Material to process –
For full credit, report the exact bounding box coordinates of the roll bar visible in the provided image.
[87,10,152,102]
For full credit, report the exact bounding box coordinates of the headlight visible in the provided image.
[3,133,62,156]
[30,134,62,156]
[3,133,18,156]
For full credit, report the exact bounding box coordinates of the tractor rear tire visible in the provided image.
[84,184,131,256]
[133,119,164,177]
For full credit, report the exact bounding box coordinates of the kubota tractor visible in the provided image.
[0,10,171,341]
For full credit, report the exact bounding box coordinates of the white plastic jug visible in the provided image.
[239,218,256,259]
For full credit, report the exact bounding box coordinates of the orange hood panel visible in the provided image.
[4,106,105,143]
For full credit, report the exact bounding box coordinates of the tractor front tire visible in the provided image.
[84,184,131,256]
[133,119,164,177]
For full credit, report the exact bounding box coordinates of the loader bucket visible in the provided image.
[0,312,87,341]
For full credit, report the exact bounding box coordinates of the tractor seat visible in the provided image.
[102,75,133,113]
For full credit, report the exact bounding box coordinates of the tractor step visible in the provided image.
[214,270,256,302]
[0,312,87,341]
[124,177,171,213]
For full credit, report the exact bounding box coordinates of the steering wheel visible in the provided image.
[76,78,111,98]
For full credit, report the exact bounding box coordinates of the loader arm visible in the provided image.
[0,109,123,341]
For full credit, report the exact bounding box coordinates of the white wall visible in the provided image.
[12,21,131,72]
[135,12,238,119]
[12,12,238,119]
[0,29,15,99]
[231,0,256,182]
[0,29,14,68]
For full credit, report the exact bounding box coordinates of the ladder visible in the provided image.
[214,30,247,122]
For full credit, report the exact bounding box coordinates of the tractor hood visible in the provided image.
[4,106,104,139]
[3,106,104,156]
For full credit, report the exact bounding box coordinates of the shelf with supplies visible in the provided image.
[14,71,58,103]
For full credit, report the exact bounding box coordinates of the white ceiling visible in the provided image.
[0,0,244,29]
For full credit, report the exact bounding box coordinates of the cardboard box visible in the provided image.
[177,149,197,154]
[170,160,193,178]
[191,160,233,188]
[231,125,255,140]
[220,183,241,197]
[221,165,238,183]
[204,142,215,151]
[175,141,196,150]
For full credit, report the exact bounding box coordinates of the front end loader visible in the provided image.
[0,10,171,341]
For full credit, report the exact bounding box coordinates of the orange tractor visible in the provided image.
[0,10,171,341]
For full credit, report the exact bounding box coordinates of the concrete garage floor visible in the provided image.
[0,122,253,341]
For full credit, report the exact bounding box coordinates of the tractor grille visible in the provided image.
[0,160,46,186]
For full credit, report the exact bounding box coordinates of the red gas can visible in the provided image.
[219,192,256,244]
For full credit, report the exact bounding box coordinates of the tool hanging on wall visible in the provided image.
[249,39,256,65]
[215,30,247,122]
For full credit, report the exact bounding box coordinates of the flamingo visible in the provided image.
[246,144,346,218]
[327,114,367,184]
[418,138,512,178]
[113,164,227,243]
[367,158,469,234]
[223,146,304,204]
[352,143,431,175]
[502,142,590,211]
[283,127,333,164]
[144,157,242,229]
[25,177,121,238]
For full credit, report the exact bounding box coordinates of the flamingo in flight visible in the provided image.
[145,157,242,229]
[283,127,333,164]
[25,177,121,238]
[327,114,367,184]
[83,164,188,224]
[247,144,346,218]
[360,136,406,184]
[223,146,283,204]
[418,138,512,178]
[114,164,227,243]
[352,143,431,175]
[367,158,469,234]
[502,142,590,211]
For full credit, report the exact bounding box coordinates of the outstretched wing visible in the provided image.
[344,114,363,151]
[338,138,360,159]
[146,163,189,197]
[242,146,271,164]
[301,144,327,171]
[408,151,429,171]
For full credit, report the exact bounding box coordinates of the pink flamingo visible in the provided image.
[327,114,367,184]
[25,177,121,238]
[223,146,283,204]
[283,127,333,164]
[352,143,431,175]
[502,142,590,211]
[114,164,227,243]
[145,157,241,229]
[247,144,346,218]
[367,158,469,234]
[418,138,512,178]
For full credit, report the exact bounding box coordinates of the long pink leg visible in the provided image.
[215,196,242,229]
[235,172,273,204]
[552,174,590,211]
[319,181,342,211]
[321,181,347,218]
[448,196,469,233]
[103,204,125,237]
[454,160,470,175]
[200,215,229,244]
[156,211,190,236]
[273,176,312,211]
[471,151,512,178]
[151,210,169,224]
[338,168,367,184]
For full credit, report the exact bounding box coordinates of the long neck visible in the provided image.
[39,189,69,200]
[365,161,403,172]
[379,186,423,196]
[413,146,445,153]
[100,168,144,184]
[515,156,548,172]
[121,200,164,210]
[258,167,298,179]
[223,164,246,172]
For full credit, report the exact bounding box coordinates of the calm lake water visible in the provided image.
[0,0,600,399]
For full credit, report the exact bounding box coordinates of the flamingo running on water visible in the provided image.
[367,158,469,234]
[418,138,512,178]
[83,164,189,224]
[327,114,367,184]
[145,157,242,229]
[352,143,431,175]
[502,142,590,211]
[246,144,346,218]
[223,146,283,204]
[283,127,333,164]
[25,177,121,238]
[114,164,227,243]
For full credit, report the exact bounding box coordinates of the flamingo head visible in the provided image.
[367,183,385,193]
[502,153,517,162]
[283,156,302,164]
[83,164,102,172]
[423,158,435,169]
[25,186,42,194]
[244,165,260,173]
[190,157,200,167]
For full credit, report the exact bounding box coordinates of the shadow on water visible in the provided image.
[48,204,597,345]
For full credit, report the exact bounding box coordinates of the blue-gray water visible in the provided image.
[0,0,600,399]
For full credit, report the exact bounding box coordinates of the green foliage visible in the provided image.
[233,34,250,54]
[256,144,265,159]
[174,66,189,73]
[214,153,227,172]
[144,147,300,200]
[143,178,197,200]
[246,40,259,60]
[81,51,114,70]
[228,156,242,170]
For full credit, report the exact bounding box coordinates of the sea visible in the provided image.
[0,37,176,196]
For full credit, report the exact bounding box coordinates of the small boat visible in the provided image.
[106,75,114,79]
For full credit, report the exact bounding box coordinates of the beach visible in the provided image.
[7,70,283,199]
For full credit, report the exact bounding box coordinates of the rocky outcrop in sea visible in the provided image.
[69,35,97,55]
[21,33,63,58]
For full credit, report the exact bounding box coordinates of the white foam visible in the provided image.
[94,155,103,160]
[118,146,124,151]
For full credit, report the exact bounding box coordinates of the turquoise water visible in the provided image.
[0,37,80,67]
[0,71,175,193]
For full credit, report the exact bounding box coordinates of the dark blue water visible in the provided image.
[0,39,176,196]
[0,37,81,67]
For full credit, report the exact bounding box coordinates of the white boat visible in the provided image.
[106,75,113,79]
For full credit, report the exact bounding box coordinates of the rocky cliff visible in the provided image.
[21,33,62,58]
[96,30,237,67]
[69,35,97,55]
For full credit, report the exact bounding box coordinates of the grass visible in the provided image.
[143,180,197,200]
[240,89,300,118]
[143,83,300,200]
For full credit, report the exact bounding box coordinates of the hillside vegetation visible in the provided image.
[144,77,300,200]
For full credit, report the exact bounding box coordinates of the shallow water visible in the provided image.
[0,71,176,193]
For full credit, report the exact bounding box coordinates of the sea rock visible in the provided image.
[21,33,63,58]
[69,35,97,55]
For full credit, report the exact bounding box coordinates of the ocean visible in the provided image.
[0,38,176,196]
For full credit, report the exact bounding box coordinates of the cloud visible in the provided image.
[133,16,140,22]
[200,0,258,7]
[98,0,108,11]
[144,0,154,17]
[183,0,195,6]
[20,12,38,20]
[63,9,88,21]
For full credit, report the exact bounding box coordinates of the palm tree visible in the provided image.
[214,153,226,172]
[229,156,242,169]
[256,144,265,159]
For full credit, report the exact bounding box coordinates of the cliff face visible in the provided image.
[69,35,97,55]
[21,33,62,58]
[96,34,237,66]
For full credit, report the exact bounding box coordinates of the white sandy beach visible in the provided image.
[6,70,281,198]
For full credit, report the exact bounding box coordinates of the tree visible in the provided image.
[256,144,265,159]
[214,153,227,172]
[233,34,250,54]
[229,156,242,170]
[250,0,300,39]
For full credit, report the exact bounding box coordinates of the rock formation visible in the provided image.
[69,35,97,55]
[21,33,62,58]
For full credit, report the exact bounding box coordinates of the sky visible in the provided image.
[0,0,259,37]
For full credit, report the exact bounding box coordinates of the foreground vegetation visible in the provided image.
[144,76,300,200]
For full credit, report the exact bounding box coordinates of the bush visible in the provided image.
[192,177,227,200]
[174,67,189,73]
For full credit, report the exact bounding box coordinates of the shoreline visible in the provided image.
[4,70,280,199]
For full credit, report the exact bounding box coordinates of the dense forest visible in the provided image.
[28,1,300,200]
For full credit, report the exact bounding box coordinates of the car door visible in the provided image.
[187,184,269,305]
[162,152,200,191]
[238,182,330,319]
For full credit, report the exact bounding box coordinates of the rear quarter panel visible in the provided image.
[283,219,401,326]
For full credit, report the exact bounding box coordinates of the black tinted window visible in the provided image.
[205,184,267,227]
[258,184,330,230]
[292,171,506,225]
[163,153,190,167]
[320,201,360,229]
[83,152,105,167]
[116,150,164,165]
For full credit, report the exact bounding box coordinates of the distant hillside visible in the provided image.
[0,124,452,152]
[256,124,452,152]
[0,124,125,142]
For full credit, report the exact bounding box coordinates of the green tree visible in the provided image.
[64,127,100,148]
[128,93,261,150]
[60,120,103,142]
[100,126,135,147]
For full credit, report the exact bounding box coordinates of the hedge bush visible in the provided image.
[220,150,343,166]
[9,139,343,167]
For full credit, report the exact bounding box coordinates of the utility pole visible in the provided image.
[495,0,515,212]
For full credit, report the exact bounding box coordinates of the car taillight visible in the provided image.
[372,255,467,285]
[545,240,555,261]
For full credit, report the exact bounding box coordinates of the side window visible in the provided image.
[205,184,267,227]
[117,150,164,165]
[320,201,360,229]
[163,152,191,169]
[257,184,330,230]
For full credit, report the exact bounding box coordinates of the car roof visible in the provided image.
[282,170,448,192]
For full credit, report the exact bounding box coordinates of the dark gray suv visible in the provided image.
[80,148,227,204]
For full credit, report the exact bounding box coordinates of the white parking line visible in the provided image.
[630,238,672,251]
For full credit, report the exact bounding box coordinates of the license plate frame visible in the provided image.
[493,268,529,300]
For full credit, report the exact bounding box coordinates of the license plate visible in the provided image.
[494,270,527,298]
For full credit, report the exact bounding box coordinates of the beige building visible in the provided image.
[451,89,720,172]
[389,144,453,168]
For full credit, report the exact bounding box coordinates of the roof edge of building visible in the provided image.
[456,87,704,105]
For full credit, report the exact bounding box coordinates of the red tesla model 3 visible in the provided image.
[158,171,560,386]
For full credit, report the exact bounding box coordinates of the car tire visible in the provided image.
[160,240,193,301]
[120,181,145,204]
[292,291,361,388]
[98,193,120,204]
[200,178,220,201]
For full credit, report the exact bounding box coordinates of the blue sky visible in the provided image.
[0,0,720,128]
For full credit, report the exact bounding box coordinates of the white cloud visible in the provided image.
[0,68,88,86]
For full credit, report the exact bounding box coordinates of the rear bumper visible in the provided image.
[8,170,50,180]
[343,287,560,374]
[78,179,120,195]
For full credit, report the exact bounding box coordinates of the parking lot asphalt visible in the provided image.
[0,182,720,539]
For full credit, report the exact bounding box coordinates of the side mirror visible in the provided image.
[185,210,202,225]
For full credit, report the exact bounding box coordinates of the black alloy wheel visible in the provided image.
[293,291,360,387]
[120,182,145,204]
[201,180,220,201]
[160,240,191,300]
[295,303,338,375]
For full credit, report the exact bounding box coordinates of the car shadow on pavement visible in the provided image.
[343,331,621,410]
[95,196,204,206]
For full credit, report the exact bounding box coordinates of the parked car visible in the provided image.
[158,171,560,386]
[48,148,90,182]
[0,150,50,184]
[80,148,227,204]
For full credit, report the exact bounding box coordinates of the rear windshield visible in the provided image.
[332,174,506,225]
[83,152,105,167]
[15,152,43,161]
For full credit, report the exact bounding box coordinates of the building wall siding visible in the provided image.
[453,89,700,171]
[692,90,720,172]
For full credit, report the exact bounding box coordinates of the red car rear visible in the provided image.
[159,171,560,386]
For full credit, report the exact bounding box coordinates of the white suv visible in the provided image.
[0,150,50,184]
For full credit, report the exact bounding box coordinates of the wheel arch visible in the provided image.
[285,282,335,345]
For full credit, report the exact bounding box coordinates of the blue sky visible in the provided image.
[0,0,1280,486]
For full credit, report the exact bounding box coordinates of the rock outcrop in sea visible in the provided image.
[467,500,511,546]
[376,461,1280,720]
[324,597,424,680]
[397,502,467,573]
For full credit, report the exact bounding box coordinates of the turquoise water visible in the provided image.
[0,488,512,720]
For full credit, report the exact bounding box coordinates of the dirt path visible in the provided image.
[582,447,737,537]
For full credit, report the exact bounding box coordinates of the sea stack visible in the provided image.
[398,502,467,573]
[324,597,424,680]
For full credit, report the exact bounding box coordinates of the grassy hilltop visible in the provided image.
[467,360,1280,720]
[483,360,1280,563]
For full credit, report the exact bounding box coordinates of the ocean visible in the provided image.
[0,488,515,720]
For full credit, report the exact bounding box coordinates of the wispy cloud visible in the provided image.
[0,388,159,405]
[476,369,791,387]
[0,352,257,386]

Task instructions – Could you output the items as a two-column CSV with columns "prompt" and "reply", starting with the line containing "wispy cloud visible in the provided image." and continuing through the end of the items? Use one row per item, with each value in a single quoted field and line breaks replaced by spaces.

Expected answer –
prompt,reply
"For full credit, report the exact bounding box coordinates of the wispy cloud visible in the provided image.","[0,388,159,405] [476,369,791,387] [0,352,257,386]"